▶ TASK INSTRUCTIONS: Once the data has been read, return all of it precisely as written.

▶ LISTED RECORDS:
[Start of Attachment]
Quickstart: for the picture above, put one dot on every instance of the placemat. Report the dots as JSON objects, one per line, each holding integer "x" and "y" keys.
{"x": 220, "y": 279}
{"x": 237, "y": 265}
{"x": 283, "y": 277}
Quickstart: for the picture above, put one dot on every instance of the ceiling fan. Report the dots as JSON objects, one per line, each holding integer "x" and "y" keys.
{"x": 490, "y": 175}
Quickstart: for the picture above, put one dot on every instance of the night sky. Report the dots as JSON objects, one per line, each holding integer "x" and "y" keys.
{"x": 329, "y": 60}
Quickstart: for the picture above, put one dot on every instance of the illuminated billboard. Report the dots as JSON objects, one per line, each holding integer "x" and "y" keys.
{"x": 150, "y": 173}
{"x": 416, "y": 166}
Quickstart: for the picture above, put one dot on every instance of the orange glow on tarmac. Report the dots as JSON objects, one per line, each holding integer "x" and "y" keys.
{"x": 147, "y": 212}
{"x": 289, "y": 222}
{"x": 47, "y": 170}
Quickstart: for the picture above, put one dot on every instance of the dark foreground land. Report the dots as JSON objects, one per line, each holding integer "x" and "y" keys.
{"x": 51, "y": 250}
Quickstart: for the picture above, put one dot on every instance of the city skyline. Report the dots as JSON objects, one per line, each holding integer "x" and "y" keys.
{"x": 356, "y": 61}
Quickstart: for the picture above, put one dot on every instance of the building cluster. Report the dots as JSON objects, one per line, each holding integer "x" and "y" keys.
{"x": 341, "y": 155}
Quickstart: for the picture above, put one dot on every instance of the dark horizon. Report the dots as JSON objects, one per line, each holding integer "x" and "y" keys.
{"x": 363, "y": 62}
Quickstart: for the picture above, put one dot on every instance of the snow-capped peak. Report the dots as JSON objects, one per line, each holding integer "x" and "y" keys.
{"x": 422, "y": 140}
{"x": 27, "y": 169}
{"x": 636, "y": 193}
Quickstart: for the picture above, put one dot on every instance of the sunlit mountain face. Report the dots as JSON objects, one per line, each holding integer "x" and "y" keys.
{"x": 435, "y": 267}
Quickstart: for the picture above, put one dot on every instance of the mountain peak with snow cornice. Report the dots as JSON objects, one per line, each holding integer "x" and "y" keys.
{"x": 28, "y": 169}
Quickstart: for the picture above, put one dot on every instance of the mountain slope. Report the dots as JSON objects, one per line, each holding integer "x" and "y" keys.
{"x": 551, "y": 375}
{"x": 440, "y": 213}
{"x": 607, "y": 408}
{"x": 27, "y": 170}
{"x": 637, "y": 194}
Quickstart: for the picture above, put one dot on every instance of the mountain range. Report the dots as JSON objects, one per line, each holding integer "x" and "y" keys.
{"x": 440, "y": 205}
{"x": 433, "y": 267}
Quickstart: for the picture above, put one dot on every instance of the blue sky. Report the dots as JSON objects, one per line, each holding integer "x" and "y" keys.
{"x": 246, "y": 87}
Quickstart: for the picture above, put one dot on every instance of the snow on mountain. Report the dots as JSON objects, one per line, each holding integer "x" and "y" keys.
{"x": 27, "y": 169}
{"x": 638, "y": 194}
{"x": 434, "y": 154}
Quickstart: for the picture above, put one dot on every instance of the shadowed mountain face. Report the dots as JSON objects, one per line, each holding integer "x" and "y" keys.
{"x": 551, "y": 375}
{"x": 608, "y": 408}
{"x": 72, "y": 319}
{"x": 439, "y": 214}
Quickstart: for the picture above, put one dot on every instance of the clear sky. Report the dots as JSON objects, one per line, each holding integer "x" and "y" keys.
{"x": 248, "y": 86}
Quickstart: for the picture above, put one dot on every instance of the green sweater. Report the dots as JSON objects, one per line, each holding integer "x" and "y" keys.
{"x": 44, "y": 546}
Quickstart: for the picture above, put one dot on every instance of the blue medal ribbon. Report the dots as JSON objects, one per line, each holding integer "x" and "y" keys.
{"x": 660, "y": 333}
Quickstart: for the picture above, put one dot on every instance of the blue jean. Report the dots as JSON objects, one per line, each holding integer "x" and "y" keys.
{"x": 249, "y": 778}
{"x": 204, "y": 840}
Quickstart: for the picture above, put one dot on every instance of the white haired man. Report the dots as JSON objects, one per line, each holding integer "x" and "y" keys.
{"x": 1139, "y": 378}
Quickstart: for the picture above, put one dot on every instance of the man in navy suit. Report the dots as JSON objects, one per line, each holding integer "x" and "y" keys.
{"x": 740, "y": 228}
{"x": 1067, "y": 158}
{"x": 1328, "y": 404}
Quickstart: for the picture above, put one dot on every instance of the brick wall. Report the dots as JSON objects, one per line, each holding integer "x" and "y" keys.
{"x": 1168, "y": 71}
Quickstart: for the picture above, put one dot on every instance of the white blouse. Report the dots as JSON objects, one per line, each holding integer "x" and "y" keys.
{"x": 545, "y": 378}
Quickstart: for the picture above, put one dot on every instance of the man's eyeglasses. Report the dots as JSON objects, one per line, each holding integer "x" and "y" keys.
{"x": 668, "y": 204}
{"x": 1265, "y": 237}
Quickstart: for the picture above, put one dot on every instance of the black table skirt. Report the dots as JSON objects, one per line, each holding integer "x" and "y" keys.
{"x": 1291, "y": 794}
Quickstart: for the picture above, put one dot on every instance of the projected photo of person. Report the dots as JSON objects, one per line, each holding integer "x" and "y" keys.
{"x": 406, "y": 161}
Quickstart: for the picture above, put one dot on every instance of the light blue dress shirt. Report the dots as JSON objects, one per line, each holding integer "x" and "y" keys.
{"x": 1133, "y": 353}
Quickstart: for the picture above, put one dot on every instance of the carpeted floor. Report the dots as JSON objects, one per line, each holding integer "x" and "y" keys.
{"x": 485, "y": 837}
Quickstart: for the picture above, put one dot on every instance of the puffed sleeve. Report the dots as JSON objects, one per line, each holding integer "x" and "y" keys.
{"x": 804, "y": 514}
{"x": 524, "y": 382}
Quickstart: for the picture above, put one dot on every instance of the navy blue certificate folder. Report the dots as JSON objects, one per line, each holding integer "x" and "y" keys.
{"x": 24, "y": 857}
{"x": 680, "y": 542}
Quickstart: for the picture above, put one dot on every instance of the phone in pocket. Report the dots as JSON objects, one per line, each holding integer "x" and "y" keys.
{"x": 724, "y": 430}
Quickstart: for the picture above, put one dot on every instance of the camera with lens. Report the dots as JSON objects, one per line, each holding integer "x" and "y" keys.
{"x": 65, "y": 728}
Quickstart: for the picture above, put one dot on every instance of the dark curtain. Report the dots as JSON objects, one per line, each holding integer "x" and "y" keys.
[End of Attachment]
▶ YOUR RESPONSE:
Quickstart: for the picture above, put one dot on every instance of the placemat. Report the dots as JSON objects, one per line, each holding integer "x" and "y" keys.
{"x": 220, "y": 279}
{"x": 237, "y": 265}
{"x": 283, "y": 277}
Quickstart: for the picture above, put one dot on every instance of the ceiling fan. Report the dots as JSON objects, one per line, each holding integer "x" and "y" keys.
{"x": 490, "y": 175}
Quickstart: for the picture above, put one dot on every instance of the night sky. Report the dots as JSON objects, one per line, each holding integer "x" and "y" keys.
{"x": 329, "y": 60}
Quickstart: for the picture above, put one dot on every instance of the illuminated billboard. Report the dots as JSON objects, one per line, each holding integer "x" and "y" keys.
{"x": 150, "y": 173}
{"x": 416, "y": 166}
Quickstart: for the picture above, put one dot on every instance of the orange glow on tarmac. Report the dots as JSON objects, one per line, each holding integer "x" and "y" keys.
{"x": 147, "y": 212}
{"x": 289, "y": 222}
{"x": 47, "y": 170}
Quickstart: for the picture above, put one dot on every instance of the dark foreground land. Report the dots as JSON objects, one per line, each holding integer "x" and "y" keys.
{"x": 51, "y": 250}
Quickstart: for the picture above, put one dot on every instance of the city skyline. Report the dots as JSON objects, one per line, each holding integer "x" and "y" keys.
{"x": 356, "y": 61}
Quickstart: for the picture above, put one dot on every instance of the building cluster. Report the dots as JSON objects, one per line, each holding integer "x" and "y" keys.
{"x": 341, "y": 155}
Quickstart: for the picture above, put one dot on every instance of the dark horizon. Report the dots as JSON objects, one per line, each holding integer "x" and "y" keys.
{"x": 363, "y": 62}
Quickstart: for the picture above, put one dot on every instance of the snow-capped peak. Report the dots as JSON objects, one per line, each holding integer "x" and "y" keys.
{"x": 422, "y": 140}
{"x": 27, "y": 169}
{"x": 636, "y": 193}
Quickstart: for the picture above, put one dot on every instance of the sunlit mountain face. Report the dots as JSON objects, one per line, each holding integer "x" and "y" keys.
{"x": 435, "y": 267}
Quickstart: for the picture above, put one dot on every instance of the mountain peak with snow cornice. Report the dots as JSON objects, one per line, each holding integer "x" and "y" keys.
{"x": 28, "y": 169}
Quickstart: for the picture above, put one dot on every instance of the mountain slope. Report the dots as JSON objects, one per line, each holding integer "x" and "y" keys.
{"x": 551, "y": 375}
{"x": 440, "y": 213}
{"x": 607, "y": 408}
{"x": 27, "y": 170}
{"x": 637, "y": 194}
Quickstart: for the picture above, put one dot on every instance of the mountain range. Report the dots as JSON objects, one per line, each holding integer "x" and "y" keys.
{"x": 440, "y": 205}
{"x": 433, "y": 267}
Quickstart: for the picture above, put one dot on every instance of the blue sky. Report the dots as JSON objects, one per line, each holding integer "x" and "y" keys.
{"x": 246, "y": 87}
Quickstart: for the picture above, put one dot on every instance of the snow on mountain. Report the dots as JSON objects, one per line, each holding integer "x" and "y" keys.
{"x": 27, "y": 169}
{"x": 638, "y": 194}
{"x": 434, "y": 154}
Quickstart: for the picture above, put one dot on every instance of the shadowed mountain face. Report the dots as JSON objects, one per line, each holding integer "x" and "y" keys.
{"x": 551, "y": 375}
{"x": 608, "y": 408}
{"x": 72, "y": 319}
{"x": 439, "y": 214}
Quickstart: for the picture above, put one dot on every instance of the clear sky. Report the dots as JSON objects, one per line, each holding integer "x" and "y" keys.
{"x": 248, "y": 86}
Quickstart: for the picture above, put one dot on every instance of the green sweater. Report the dots as JSON objects, one per line, each holding integer "x" and "y" keys.
{"x": 44, "y": 546}
Quickstart: for the picture above, put one dot on every instance of the blue medal ribbon. Report the dots as JSON objects, one per line, each holding integer "x" and "y" keys.
{"x": 660, "y": 333}
Quickstart: for the picture above, put one dot on every instance of the blue jean. Report the dots as JSON objects, one per line, each holding integer "x" and "y" keys.
{"x": 249, "y": 778}
{"x": 204, "y": 840}
Quickstart: for the picture above, put one dot on every instance of the white haired man. Report the dots as JSON objects, one per line, each holding integer "x" and "y" keys.
{"x": 1139, "y": 378}
Quickstart: for the picture above, put one dot on every instance of the man in navy suit. Report the dots as JSON objects, one per line, each holding integer "x" and "y" keys.
{"x": 740, "y": 228}
{"x": 1067, "y": 158}
{"x": 1328, "y": 404}
Quickstart: for the picture above, put one dot on every instance of the brick wall. Report the dots as JSON objects, one per line, each holding integer "x" and "y" keys.
{"x": 1168, "y": 71}
Quickstart: for the picture above, put one dot on every instance of the white blouse. Report the dots as JSON objects, one per line, each holding integer "x" and "y" keys.
{"x": 545, "y": 378}
Quickstart: for the picture above, put one dot on every instance of the man's eyeglasses. Report the dots as JSON objects, one per line, each holding integer "x" and "y" keys.
{"x": 668, "y": 204}
{"x": 1265, "y": 237}
Quickstart: for the picture above, put one dot on every instance of the black table skirt. Report the dots as JSON objects, one per line, each holding integer "x" and "y" keys.
{"x": 1291, "y": 794}
Quickstart: for the picture above, put one dot on every instance of the projected photo of person. Report the dots as JSON objects, one per line, each holding integer "x" and "y" keys.
{"x": 406, "y": 161}
Quickstart: for the picture above, put one dot on every instance of the light blue dress shirt. Report the dots as JSON objects, one per line, each holding integer "x" and "y" keys.
{"x": 1133, "y": 353}
Quickstart: for the picture above, put one dot on every instance of the carpeted floor. Report the dots as JSON objects, one per line, each holding integer "x" and "y" keys.
{"x": 485, "y": 837}
Quickstart: for the picture above, put one dot on every instance of the puffed sleeve. Report the dots as JSON objects, one per line, each holding integer "x" and "y" keys.
{"x": 804, "y": 514}
{"x": 524, "y": 382}
Quickstart: for the picture above, put one dot on every instance of the navy blue certificate folder. Report the dots as JSON objects, one per line, each holding integer "x" and "y" keys.
{"x": 24, "y": 857}
{"x": 680, "y": 542}
Quickstart: for the picture above, put one dot on every instance of the phone in pocket. Report the dots as JSON objects, one per line, each holding integer "x" and "y" keys.
{"x": 724, "y": 430}
Quickstart: for the picture above, put one dot on every instance of the camera with lens. Report the dots as JSON objects, one per line, each holding integer "x" and "y" keys.
{"x": 65, "y": 728}
Quickstart: for the picture above, put one dot on every instance of the dark curtain. Report the dots as JSON objects, one per line, each holding integer "x" and "y" keys.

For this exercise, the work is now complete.